→ Text
How the Horse Eats and Processes Food and what Basic Nutritional Needs??

How the Horse Eats and Processes Food 

The horse uses his incisors (front teeth) to bite off grass. His back teeth chew and grind food, mixing it with saliva to make it easier to chew and swallow. If teeth wear unevenly, he can’t chew properly; this can lead to indigestion, colic, impaction, or even starvation. The horse has three sets of paired salivary glands, secreting up to ten gallons of saliva daily. Some authorities state that horses on a diet of continual grazing or roughages produce twenty-five to thirty gallons of saliva per day. Not only does saliva moisten feed so it can be swallowed and passed through the gut, but it also acts as a buffering solution to help maintain proper pH — to counteract bile in the small intestine and keep the ingesta at a pH between 6.8 and 6.5 (for optimal fermentation in the cecum and large colon).
The esophagus is a muscular tube going from the pharynx down the left side of the neck (alongside the centrally located windpipe) into the stomach. The esophagus is basically a one-way street, with peristalsis (contracting movements that go along the tube in rhythmic waves) traveling only toward the stomach. This one-way movement, along with the acute angle at which the esophagus joins the stomach and the one-way valve at the stomach, makes the horse practically unable to vomit.
 If a horse eats spoiled feed or has a blockage between stomach and intestine and tries to vomit, the food may come out through his nose and get into his windpipe. After food moves into the stomach, digestive enzymes secreted by the stomach walls begin breaking down the feed and start the digestion of proteins. The stomach is small, holding only about 8 percent of the total capacity of the digestive tract, and most feeds pass through it rapidly, often entering the small intestine within fifteen minutes of being eaten.

→ Data extract
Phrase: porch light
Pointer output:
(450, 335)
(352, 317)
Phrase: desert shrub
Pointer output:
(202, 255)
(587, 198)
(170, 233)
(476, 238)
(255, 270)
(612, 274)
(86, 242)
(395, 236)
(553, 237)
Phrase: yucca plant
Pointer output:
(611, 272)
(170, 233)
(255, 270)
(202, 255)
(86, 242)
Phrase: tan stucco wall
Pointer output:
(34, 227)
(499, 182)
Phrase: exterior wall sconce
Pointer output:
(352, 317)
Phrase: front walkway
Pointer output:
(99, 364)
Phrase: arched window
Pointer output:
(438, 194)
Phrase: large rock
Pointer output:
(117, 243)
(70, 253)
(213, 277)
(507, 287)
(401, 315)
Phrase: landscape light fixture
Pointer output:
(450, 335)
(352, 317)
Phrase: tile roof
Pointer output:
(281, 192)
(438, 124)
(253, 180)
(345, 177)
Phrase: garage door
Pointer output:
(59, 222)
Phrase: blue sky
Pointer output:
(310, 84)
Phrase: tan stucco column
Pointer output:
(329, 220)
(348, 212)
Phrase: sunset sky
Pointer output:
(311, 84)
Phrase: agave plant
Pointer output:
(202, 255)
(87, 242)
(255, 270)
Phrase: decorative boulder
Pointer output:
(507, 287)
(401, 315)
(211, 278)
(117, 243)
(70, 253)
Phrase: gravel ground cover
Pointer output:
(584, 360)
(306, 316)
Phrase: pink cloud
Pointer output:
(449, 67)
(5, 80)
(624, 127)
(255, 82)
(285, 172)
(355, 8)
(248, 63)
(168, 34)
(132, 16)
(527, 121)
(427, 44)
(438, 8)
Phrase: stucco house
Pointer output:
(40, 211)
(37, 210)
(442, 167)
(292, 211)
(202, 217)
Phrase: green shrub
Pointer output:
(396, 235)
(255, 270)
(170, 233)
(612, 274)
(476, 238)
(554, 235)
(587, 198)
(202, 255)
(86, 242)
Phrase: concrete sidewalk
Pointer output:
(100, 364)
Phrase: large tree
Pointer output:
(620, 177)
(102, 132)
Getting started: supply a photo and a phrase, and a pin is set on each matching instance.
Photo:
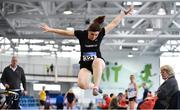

→ Task statement
Pick up the text on how the horse eats and digests its food after its last sentence and continue it.

→ Written response
The stomach is healthiest when food is passing through it more or less continually. The outer lining of the stomach has little protection against the hydrochloric acid produced for digestion by the inner glandular lining. If horses are fed often (or grazing at pasture), the stomach always has food in it to absorb the acid, greatly reducing the risk of ulcers. The type of feed given to a horse also can be a factor in whether he develops ulcers. Diets containing grain can put a horse at risk of ulcers. After food leaves the stomach, digestion of protein continues in the small intestine. Breakdown of starches and sugars, and to some extent fats, begins. Even though feed passes through the small intestine rapidly, most of the digestion and absorption take place there; the majority of proteins and starches are absorbed through intestinal walls. The end products of digestion of soluble carbohydrates are glucose and other sugars.
It is important that they be digested efficiently in the small intestine. Large amounts of carbohydrates passing to the large intestine raise the risk for colic. This can happen when a horse is fed too much grain or is worked hard too soon after eating grain; exercise can hinder the digestion process. Inadequately digested carbohydrates passing into the large intestine can disrupt the fermentation process and alter the population of microbes. Because the horse has no gall bladder, bile is secreted continually in the small intestine. It was earlier thought that horses could not use fat due to the absence of a gall bladder, but research has shown they can handle diets containing as much as 18 percent fat.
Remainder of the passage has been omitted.